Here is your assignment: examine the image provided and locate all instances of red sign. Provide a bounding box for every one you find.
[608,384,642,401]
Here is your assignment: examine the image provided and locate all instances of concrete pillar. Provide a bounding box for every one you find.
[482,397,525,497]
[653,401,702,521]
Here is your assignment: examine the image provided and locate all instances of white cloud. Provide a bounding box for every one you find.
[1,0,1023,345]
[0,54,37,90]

### Exercise prompt
Would you restate the whole listing word for word?

### Response area
Here is your assignment: examine the image provided and locate all instances of red sign. Provide a bounding box for every one you find.
[608,384,642,401]
Here is your assignment: examine the image provided and locate all instances of concrete pillar. Provide a bounding box for every one you find.
[482,397,525,497]
[653,401,702,521]
Here is your assignment: examine the image provided and locate all instances of white cloud. Provide a bounding box for every one you find.
[1,0,1023,345]
[0,54,37,90]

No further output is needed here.